* begin PROVIDED MATERIAL *

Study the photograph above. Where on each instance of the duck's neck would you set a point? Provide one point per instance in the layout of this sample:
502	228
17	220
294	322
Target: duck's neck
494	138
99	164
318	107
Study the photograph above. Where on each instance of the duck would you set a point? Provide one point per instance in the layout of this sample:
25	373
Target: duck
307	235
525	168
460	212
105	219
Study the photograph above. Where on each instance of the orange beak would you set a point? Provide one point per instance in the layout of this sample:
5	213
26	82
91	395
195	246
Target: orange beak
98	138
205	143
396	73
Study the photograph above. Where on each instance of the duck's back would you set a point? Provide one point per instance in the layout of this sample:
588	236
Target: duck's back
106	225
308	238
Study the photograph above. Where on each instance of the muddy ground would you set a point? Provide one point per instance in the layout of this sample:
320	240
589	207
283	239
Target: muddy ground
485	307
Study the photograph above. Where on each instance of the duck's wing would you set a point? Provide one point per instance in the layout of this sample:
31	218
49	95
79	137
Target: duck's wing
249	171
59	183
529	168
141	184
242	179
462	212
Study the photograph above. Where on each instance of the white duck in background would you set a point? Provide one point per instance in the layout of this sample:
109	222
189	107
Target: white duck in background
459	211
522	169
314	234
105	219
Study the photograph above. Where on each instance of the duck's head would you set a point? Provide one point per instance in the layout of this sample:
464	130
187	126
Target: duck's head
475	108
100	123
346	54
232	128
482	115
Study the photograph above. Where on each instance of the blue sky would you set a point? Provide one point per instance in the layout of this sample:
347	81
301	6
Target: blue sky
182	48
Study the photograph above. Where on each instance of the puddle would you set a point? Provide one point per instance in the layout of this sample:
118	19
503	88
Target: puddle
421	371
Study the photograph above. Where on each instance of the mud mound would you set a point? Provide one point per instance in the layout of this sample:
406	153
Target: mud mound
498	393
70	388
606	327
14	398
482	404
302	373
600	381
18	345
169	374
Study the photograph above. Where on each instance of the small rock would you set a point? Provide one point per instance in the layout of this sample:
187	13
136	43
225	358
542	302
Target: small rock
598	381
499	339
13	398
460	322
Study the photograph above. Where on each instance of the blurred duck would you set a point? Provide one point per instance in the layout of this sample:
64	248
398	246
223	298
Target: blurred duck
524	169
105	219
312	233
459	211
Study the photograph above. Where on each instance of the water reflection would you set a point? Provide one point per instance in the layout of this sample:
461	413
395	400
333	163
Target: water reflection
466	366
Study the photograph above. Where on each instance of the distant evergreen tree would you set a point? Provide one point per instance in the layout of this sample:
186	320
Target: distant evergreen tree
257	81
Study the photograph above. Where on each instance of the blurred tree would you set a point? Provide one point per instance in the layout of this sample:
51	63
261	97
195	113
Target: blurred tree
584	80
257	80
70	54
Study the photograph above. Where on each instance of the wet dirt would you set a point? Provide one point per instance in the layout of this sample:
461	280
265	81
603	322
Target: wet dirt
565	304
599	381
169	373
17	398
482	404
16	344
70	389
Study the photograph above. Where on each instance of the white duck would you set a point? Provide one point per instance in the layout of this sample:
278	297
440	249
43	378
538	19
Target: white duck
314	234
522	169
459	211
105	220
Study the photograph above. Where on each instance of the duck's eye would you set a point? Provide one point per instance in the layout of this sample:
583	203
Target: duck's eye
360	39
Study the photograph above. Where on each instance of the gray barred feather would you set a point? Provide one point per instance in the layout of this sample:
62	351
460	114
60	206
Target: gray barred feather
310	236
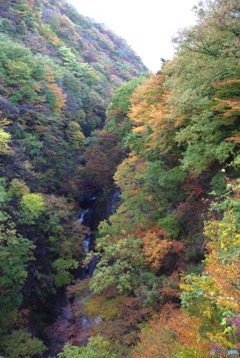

* end PROVIDED MATERIAL *

DIRECTIVE - Render every line of the material above as a numbered list, skipping blank lines and leaving the pictures out.

SOLUTION FOR THIS TASK -
1. Study the photograph above. Where on each instance of the duck's neck would you set a point? Provide one point per instance in the layout of this sample:
2. 502	228
3. 17	220
4. 294	322
5. Target: duck's neck
6. 494	138
7. 99	164
8. 318	107
9. Study the photograph above. Where on each instance of the duck would you set a point? Provide one point per instance in the layout of this sample:
10. 25	373
11. Target: duck
12. 307	235
13. 525	168
14. 460	212
15. 105	219
16. Study the photograph above. Where on each instance of the orange beak would you set a point? Provide one point per instance in the layout of this sample:
17. 5	213
18. 26	82
19. 91	395
20. 195	246
21. Target: orange beak
22. 98	138
23. 205	143
24. 396	73
25. Study the photograph above. Where on each instance of the duck's back would you set a point? Provide one point per instance in the layout of this sample:
26. 588	236
27. Target: duck's back
28. 106	225
29. 308	238
30. Study the photograph above. Where on each instance of the muddy ground would you set a point? Provide one point per instance in the layout of this sample:
31. 320	240
32. 589	207
33. 283	239
34. Target: muddy ground
35. 485	307
36. Study the photograph above. Where on each instance of the duck's wing would you set a point? Provide one point per instance in the layout of this sample:
37. 31	218
38. 49	95
39. 79	137
40. Target: duck's wing
41. 249	171
42. 59	183
43. 529	168
44. 141	184
45. 242	179
46. 462	212
47. Study the photograph above. Where on each instance of the white duck in background would you set a point? Provide one point per instance in the layout of this sample:
48. 109	222
49. 189	107
50. Target: white duck in background
51. 459	211
52. 522	169
53. 314	234
54. 105	219
55. Study the photograph above. Where on each instance of the duck's head would you set a point? Provide one point per instance in the layout of this sample:
56. 464	130
57. 187	126
58. Target: duck's head
59. 475	108
60. 100	123
61. 346	54
62. 232	128
63. 482	115
64. Study the photograph above. Where on each instance of the blue sky would you set a point? Provide one point per instance in the layout of this sample:
65. 347	81
66. 301	6
67. Target: blue sky
68. 182	48
69. Study the photograph above. Where on each instance of the puddle would you set a point? Provide one point per instance in the layout of this sample:
70. 118	19
71. 503	88
72. Target: puddle
73. 421	371
74. Study the photograph above. Where on each instance of the mud mound would you set a point? Provide one point per instance in the layout of this sample:
75. 406	153
76. Target: mud mound
77. 498	393
78. 70	388
79. 606	327
80. 14	398
81. 482	404
82. 302	373
83. 600	381
84. 18	345
85. 169	374
86. Study the photograph above. Where on each instance of the small rock would you set a point? Provide one point per instance in the layout of this sample:
87. 187	13
88. 136	43
89. 225	358
90. 542	302
91. Target: small rock
92. 598	381
93. 499	339
94. 13	398
95. 460	322
96. Study the photograph above. Where on each instance of the blurred duck would you set a point? Provide one point per instance in the layout of this sample:
97. 64	248
98. 398	246
99. 223	298
100. Target: blurred duck
101. 524	169
102. 105	219
103. 312	233
104. 459	211
105. Study the photograph above. Where on each instance of the water reflection would you set a point? Provide one point per instance in the layout of this sample:
106. 461	413
107. 395	400
108. 333	163
109. Target: water reflection
110. 466	366
111. Study the photograph above. Where on each instance of the distant evergreen tree would you set a point? Provide one point per instance in the layout of this sample:
112. 186	320
113. Target: distant evergreen tree
114. 257	81
115. Study the photograph above. Where on each instance of the blurred tree would you set a point? Provide one point per instance in the layout of this sample:
116. 51	63
117. 261	97
118. 195	113
119. Target: blurred tree
120. 584	80
121. 257	80
122. 70	54
123. Study the photograph above. Where on each instance of the wet dirt would you set a point? Provide one point per instance in the layout of this sample:
124. 461	280
125. 265	81
126. 603	322
127. Target: wet dirt
128. 565	304
129. 599	381
130. 169	373
131. 17	398
132. 482	404
133. 16	344
134. 70	389
135. Study the photograph above. Where on each instance of the white duck would you set a point? Provide one point per instance in the layout of this sample:
136. 278	297
137. 440	249
138. 43	378
139. 538	19
140. Target: white duck
141. 314	234
142. 522	169
143. 459	211
144. 105	220
145. Study the photograph above. Where on each instance of the duck's eye would you set a point? Provide one point per instance in the layout of this sample:
146. 583	203
147. Target: duck's eye
148. 360	39
149. Study the photograph above. Where on each instance of the gray barred feather would you set a point? Provide one point per instance in the layout of this sample:
150. 62	351
151. 460	114
152. 60	206
153. Target: gray barred feather
154. 310	236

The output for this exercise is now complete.